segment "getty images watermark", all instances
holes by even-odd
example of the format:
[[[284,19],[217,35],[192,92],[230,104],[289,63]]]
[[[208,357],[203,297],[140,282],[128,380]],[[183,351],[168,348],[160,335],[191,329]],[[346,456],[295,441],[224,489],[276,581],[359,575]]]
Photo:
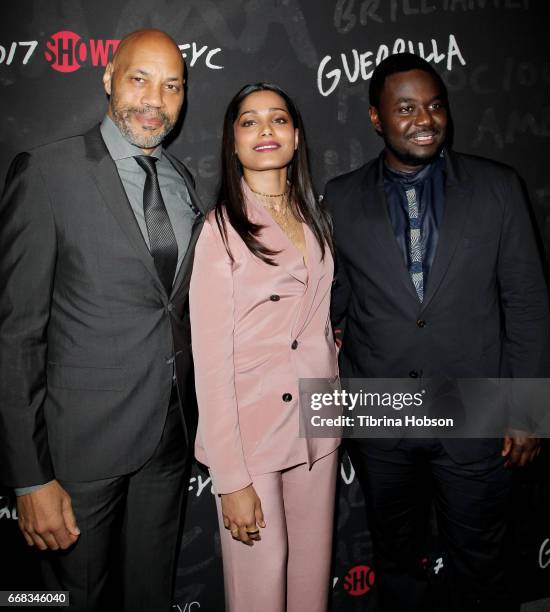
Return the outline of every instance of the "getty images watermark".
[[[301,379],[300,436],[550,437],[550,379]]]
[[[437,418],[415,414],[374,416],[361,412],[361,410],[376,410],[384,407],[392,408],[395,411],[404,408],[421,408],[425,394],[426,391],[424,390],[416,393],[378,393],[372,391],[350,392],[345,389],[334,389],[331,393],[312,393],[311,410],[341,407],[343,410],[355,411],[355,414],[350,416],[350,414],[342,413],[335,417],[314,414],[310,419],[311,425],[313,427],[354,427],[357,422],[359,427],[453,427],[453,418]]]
☆ ☆ ☆ ☆ ☆ ☆ ☆
### YOUR GOAL:
When you return the listing, keep it exact and omit any pictures it holds.

### WRITTEN ANSWER:
segment "getty images watermark", all instances
holes by even-odd
example of the format:
[[[284,19],[217,35],[192,92],[230,104],[289,63]]]
[[[208,357],[203,297],[140,282],[128,380]],[[183,351],[168,348],[160,335],[191,329]],[[346,456],[295,441],[224,489],[276,581],[359,575]]]
Photo:
Return the outline of every instance of the "getty images watermark".
[[[301,379],[300,436],[550,437],[550,379]]]
[[[437,418],[415,414],[374,416],[361,412],[361,410],[376,410],[384,407],[392,408],[395,411],[404,408],[421,408],[425,394],[426,391],[424,390],[416,393],[378,393],[372,391],[350,392],[345,389],[334,389],[331,393],[312,393],[311,410],[341,407],[343,410],[355,411],[355,414],[350,416],[350,414],[342,413],[335,417],[314,414],[310,419],[311,425],[313,427],[354,427],[357,422],[359,427],[453,427],[453,418]]]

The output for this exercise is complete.